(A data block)
#####

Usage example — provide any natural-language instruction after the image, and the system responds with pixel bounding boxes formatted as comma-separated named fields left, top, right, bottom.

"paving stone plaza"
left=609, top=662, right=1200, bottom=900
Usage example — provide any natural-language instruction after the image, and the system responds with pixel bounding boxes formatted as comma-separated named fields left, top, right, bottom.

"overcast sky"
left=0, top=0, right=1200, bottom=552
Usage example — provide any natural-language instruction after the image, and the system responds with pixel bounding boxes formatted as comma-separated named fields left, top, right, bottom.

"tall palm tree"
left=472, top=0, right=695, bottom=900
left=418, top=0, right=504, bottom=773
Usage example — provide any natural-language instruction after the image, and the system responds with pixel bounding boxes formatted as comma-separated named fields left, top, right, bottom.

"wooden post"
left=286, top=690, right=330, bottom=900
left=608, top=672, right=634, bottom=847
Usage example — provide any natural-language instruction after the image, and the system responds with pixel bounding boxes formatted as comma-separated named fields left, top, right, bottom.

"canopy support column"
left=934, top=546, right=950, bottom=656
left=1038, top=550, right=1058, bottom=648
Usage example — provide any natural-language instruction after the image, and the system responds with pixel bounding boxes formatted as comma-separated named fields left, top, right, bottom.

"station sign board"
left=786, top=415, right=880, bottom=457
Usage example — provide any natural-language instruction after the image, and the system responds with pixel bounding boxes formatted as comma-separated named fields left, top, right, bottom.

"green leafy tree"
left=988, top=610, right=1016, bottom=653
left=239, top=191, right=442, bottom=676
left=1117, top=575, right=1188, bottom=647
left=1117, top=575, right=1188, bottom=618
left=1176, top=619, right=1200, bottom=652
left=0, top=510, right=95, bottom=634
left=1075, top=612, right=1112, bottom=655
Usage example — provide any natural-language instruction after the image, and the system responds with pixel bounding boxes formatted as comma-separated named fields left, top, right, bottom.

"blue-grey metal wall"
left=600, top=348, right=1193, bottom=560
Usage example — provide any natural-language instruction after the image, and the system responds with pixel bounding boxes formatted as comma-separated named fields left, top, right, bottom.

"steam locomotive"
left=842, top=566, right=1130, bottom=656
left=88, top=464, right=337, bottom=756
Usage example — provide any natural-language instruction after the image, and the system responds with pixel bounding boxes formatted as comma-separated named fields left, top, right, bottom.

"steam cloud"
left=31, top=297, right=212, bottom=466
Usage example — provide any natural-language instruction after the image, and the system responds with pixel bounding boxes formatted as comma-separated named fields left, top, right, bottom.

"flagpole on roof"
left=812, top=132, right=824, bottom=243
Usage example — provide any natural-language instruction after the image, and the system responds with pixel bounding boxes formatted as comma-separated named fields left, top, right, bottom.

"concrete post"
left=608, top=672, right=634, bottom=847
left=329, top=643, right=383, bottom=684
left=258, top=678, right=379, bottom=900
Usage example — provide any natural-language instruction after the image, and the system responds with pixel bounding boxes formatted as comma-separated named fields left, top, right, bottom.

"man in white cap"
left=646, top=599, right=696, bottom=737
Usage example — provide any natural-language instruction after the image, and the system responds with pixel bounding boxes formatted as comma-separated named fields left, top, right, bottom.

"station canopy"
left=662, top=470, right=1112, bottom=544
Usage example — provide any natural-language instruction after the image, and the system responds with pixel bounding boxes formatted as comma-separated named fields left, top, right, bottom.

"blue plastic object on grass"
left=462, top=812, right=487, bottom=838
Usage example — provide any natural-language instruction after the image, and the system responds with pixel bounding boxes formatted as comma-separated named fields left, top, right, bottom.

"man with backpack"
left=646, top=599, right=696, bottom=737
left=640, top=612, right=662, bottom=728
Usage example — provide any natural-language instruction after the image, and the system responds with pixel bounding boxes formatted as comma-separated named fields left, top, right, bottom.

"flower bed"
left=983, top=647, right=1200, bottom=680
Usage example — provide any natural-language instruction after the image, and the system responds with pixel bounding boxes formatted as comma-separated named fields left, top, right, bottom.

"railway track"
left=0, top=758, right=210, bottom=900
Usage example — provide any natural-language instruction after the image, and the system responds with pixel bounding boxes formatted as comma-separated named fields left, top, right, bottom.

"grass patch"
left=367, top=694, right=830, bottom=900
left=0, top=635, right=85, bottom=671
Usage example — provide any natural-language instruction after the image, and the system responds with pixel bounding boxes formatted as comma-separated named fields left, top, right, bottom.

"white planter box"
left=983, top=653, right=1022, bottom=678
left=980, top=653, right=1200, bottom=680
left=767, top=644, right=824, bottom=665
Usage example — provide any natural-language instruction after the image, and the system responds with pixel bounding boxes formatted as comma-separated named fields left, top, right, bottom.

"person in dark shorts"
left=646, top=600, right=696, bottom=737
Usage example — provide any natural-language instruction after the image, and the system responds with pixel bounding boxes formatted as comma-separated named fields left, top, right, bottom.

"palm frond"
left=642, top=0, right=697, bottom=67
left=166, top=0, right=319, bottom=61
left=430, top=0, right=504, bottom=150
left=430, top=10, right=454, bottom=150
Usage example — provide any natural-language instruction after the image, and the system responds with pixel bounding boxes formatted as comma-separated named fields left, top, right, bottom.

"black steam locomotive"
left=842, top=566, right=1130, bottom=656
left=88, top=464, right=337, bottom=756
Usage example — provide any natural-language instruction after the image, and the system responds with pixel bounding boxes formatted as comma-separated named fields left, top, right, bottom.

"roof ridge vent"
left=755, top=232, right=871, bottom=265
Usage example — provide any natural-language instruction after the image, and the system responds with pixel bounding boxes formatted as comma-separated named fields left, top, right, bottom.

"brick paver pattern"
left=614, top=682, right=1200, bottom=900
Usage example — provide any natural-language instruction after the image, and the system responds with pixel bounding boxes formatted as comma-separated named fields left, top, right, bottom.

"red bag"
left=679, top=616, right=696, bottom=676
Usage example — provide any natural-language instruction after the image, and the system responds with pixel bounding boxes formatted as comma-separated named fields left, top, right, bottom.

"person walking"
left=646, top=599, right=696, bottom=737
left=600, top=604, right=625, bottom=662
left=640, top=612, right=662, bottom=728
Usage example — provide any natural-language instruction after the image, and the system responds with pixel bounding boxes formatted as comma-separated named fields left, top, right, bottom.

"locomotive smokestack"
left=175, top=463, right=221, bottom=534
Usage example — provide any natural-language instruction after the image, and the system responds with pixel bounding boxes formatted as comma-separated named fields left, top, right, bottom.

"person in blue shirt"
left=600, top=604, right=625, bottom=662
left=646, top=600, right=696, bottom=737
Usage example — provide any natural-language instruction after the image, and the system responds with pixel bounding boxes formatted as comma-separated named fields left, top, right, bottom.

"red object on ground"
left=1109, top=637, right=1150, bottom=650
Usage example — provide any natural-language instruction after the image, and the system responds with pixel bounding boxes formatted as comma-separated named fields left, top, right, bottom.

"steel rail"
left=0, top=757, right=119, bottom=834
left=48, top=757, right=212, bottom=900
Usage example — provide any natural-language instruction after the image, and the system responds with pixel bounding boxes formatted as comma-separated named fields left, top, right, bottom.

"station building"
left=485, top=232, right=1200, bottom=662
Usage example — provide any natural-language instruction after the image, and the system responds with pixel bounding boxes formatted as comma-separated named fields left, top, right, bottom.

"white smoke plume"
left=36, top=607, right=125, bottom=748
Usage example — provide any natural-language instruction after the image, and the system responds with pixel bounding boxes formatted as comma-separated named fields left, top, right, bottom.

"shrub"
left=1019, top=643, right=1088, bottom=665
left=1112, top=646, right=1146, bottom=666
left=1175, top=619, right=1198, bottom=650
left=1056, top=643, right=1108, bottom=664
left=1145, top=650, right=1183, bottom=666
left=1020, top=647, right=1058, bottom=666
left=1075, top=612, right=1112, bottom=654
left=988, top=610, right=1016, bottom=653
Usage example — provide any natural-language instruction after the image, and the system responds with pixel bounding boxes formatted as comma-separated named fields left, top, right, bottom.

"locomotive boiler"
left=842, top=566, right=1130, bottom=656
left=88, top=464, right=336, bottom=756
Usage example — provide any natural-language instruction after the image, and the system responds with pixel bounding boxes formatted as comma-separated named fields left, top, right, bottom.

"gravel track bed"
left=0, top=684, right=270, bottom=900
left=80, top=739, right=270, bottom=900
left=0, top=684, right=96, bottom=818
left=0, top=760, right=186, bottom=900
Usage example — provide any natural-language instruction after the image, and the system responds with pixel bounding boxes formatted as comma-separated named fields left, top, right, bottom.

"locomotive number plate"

#####

> **Written instruction**: Identify every line in the items above that contains the word "grass", and copy each of those lines in full.

> **Exercise response**:
"blue plastic object on grass"
"grass patch"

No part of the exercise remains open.